Reproduce exactly the lines below, starting with the line that contains "Where can the front wheel" and ending with the last line of the records, both included, and nothing else.
>>>
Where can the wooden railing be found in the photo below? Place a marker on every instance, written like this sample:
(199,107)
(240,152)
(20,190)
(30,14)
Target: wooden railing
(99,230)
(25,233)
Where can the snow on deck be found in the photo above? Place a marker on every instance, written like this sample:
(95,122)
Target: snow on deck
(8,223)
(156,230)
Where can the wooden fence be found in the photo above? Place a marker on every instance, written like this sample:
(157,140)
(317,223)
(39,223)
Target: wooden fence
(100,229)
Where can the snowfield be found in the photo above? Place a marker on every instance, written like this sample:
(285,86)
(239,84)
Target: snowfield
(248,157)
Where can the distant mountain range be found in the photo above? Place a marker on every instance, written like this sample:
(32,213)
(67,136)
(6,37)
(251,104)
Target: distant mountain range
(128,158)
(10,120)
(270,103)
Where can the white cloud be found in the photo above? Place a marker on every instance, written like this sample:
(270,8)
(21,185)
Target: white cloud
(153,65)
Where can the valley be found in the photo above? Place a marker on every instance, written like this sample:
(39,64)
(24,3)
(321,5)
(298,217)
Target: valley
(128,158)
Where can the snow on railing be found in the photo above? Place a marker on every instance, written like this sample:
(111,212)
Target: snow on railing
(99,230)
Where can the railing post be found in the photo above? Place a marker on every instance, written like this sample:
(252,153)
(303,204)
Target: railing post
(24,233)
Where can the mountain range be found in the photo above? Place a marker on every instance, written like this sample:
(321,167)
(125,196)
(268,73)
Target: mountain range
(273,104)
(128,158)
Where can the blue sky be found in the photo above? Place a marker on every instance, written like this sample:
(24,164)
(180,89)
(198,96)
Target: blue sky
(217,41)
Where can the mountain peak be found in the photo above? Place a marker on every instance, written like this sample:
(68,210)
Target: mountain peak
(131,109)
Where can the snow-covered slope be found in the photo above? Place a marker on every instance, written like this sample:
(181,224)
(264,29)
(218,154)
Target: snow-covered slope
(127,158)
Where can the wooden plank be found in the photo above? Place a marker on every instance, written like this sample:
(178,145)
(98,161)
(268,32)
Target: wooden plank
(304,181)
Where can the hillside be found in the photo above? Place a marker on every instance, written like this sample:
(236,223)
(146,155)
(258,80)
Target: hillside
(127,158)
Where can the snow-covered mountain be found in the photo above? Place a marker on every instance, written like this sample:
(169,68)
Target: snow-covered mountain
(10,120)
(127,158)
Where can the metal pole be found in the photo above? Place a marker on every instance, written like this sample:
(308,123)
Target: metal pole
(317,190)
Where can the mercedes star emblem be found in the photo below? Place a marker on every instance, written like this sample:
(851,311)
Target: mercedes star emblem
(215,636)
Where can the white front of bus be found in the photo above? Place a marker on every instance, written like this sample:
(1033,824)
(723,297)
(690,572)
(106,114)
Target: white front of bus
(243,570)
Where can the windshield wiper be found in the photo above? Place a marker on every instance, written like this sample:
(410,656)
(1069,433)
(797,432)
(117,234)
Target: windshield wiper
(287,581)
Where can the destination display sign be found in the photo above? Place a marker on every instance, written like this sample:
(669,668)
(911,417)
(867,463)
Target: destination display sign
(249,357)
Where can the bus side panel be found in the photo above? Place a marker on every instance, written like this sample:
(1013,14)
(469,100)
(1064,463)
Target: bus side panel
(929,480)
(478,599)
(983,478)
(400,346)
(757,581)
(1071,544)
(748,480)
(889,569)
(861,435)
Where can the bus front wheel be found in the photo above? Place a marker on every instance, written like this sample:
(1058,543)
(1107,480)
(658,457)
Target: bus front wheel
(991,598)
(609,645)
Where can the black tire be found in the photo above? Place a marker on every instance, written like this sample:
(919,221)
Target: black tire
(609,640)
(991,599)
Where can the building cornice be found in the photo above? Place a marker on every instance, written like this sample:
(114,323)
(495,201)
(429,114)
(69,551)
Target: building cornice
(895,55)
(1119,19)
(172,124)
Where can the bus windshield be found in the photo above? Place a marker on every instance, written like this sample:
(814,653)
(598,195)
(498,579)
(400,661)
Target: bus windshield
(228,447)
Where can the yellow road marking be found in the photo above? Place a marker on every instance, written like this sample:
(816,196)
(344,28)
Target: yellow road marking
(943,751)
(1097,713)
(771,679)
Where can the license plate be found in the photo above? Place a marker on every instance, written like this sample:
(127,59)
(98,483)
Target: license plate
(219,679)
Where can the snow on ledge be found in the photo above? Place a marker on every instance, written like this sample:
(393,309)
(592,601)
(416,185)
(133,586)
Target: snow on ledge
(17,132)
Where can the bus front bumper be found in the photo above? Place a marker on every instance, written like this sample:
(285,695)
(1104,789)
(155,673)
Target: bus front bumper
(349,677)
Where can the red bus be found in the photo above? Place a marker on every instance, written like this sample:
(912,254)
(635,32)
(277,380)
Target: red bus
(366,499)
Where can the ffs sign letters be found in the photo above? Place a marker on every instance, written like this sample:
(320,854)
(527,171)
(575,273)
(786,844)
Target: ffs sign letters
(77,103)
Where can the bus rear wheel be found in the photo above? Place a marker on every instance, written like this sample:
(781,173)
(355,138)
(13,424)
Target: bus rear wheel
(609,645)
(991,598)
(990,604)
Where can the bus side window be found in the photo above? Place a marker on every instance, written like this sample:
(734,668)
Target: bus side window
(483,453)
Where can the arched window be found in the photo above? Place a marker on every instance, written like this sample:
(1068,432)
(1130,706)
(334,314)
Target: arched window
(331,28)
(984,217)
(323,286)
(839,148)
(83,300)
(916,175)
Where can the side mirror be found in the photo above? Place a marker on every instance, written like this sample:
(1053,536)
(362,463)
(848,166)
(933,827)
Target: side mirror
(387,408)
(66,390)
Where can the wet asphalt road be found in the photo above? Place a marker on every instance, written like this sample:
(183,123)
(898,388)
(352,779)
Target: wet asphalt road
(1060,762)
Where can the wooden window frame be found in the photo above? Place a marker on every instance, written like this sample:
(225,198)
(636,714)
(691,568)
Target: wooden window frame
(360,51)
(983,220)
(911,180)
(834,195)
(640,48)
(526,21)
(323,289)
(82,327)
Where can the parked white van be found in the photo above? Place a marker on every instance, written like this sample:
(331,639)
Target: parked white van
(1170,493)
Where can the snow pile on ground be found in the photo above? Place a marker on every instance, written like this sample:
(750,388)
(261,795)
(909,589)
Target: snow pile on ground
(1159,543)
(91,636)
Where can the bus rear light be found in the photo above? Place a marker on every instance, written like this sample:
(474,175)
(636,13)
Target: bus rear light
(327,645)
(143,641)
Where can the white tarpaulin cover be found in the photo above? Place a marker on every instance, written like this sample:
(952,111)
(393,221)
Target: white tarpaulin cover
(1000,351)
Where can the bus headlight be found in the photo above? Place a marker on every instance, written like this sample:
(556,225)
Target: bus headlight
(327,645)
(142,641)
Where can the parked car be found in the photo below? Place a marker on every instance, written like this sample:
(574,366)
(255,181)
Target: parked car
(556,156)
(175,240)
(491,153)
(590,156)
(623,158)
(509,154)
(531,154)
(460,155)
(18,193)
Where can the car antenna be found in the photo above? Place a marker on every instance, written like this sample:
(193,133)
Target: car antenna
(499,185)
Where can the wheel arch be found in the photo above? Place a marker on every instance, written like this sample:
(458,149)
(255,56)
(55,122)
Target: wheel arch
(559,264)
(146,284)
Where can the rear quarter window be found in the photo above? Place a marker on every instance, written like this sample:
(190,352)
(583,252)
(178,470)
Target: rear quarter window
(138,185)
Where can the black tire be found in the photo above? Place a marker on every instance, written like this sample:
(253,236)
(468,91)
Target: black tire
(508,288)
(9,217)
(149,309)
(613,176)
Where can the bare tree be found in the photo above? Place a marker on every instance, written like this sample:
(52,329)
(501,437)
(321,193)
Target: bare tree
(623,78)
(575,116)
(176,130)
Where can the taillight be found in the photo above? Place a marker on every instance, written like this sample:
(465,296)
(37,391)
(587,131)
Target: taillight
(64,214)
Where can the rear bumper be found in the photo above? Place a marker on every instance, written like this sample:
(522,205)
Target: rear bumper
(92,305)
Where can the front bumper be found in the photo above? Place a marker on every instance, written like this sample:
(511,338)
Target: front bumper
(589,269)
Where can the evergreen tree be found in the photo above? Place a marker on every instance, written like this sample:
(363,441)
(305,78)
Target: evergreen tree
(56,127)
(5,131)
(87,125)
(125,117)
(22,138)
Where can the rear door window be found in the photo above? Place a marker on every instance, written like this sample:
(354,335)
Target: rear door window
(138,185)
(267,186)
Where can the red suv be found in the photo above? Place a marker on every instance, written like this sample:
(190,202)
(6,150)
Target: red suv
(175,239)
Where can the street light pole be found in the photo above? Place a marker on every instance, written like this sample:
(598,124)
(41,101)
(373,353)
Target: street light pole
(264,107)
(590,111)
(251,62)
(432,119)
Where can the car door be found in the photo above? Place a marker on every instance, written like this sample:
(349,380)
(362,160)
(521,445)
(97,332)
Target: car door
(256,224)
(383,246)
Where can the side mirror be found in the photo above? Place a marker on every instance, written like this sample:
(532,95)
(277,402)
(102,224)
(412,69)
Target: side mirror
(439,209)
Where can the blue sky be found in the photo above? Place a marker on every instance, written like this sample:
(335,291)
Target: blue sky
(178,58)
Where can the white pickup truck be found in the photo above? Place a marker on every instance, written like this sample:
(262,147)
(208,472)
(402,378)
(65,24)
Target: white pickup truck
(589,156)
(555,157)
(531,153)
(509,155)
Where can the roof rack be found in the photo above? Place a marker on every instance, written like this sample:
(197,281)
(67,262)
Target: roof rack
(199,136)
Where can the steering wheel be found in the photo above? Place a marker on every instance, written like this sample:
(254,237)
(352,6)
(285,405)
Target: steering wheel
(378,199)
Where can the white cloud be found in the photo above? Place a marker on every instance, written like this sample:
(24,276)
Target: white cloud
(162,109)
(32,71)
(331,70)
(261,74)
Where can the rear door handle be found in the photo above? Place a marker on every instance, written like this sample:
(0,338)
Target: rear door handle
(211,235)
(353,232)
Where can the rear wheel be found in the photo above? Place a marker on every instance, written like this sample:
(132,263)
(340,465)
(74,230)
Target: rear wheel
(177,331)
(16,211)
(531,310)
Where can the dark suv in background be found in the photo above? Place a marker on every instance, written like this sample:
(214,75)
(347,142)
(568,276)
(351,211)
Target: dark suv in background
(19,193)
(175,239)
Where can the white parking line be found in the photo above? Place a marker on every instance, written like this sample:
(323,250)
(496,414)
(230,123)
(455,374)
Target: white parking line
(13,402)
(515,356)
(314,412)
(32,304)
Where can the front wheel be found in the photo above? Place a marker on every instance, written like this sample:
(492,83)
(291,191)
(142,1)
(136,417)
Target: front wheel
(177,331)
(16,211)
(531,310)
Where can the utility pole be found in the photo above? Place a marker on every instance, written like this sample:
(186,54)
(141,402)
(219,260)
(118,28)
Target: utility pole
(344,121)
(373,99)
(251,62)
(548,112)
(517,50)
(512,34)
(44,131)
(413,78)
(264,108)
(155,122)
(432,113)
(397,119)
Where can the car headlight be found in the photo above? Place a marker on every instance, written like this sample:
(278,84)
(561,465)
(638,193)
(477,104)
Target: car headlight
<<<
▸ **Answer to the problem**
Where can the front wheel be found in the photo above? Place a marker on every instance, written like this sample:
(492,83)
(291,191)
(142,1)
(136,417)
Target: front wheel
(177,331)
(16,211)
(531,310)
Where can the utility pole be found in the photo above? Place a marker on every instance, written like this sample:
(186,54)
(141,402)
(219,260)
(118,28)
Target: utility pole
(344,121)
(373,99)
(251,62)
(548,112)
(517,50)
(512,34)
(44,131)
(413,78)
(264,108)
(155,122)
(432,113)
(397,119)
Where can the car headlight be found in the photo above? Place a marker on every instance, written like this sample:
(278,84)
(561,465)
(638,193)
(477,104)
Target: car headlight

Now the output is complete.